----- TEXTE À LIRE -----

Plusieurs cantons contestent la facture en biens médicaux transmise par l’armée (vidéo)
Plusieurs cantons contestent la facture en biens médicaux transmise par l’armée (vidéo) / L'éclairage d'actualité / 4 min. / le 29 juillet 2020
Au cœur de la pandémie, l’armée avait effectué des achats massifs de masques, gants, blouses et appareils respiratoires à l'attention des cantons. Mais certains refusent aujourd'hui de payer la facture, jugée trop élevée et incohérente.

Depuis le mois de mai, les cantons et l'armée n’arrivent pas à s’entendre sur cette facturation. Il leur est impossible de se mettre d'accord sur qui doit payer pour ce matériel initialement acheté par l’armée et ensuite livré aux cantons; sur qui doit payer quel matériel et pour quel montant. Conséquence: le paiement de certains équipements est suspendu aux résultats de négociations qui sont toujours en cours avec l’armée.

-----

• **À FAIRE**:
[a] Traduisez en anglais cette phrase du texte sur la facture de l'armée : « Depuis le mois de mai, les cantons et l'armée n’arrivent pas à s’entendre sur cette facturation. »
[b] Recopiez le passage du texte sur la facture de l'armée qui commence par « Depuis le mois » et va jusqu'à « cours avec l’armée. ».
[c] D'après le texte sur la facture de l'armée, qu'est-ce que l'armée avait acheté en masse pour les cantons ?

----- DONNÉES FOURNIES -----

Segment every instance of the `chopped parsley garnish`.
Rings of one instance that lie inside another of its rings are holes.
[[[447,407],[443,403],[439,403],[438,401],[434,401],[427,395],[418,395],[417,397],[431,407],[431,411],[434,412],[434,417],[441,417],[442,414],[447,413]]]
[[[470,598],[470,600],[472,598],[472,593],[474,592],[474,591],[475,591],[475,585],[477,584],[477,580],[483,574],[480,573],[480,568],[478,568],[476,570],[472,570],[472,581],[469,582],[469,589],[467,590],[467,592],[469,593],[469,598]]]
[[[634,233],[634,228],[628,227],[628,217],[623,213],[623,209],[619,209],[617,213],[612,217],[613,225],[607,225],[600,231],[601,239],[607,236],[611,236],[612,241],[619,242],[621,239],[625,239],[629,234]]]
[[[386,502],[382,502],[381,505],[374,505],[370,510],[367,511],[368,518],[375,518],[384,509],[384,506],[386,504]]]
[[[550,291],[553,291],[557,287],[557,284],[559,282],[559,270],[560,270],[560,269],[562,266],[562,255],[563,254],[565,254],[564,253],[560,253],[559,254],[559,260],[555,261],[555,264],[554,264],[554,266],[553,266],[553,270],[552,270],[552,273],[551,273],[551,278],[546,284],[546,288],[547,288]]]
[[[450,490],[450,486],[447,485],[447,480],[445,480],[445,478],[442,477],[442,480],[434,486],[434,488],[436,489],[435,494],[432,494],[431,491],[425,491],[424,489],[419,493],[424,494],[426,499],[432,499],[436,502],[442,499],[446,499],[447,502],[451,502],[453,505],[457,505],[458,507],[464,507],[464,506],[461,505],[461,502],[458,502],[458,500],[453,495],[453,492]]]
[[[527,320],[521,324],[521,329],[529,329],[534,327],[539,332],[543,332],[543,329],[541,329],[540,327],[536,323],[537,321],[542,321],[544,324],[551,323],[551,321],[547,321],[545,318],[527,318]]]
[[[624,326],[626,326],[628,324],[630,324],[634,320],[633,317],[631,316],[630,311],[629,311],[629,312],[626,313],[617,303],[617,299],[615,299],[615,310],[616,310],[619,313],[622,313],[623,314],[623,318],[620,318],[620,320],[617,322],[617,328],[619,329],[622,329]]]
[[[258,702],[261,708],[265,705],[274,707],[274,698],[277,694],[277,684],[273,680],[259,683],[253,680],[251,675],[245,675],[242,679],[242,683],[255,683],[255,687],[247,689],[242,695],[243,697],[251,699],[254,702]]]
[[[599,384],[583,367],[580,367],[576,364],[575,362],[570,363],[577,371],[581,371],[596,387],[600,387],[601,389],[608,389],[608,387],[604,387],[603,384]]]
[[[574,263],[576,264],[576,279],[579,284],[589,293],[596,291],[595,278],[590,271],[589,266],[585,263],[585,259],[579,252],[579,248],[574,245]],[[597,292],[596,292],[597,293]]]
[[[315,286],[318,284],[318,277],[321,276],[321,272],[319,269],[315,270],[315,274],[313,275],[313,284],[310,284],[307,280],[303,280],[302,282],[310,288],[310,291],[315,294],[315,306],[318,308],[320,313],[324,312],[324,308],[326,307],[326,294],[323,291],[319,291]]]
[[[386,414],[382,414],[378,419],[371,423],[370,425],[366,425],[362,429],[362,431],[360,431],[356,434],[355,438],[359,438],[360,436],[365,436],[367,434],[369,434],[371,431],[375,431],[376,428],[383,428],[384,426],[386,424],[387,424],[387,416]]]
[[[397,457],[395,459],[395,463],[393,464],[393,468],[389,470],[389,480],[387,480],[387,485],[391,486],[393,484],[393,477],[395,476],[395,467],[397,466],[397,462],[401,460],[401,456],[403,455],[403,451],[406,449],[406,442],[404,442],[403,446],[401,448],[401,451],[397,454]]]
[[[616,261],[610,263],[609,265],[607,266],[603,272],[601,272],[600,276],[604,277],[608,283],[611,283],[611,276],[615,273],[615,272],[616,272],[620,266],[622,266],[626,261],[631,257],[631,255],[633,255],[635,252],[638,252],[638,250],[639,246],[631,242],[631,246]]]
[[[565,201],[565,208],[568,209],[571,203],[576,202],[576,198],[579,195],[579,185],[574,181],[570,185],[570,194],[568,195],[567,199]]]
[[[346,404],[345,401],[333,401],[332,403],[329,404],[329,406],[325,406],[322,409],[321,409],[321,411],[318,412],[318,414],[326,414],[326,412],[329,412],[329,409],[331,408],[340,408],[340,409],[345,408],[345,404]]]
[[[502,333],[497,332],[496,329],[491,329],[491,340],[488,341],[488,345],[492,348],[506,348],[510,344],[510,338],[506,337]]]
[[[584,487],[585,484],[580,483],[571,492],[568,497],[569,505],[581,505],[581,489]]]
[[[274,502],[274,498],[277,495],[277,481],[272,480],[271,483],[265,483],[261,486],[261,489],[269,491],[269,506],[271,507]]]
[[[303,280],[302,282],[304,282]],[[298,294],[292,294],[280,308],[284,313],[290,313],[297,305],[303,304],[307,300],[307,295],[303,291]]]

-----

• **RÉPONSES PAR TÂCHE**:
[a] Since May, the cantons and the army have been unable to agree on this billing.

[b]
Depuis le mois de mai, les cantons et l'armée n’arrivent pas à s’entendre sur cette facturation. Il leur est impossible de se mettre d'accord sur qui doit payer pour ce matériel initialement acheté par l’armée et ensuite livré aux cantons; sur qui doit payer quel matériel et pour quel montant. Conséquence: le paiement de certains équipements est suspendu aux résultats de négociations qui sont toujours en cours avec l’armée.

[c] Des masques, des gants, des blouses et des appareils respiratoires.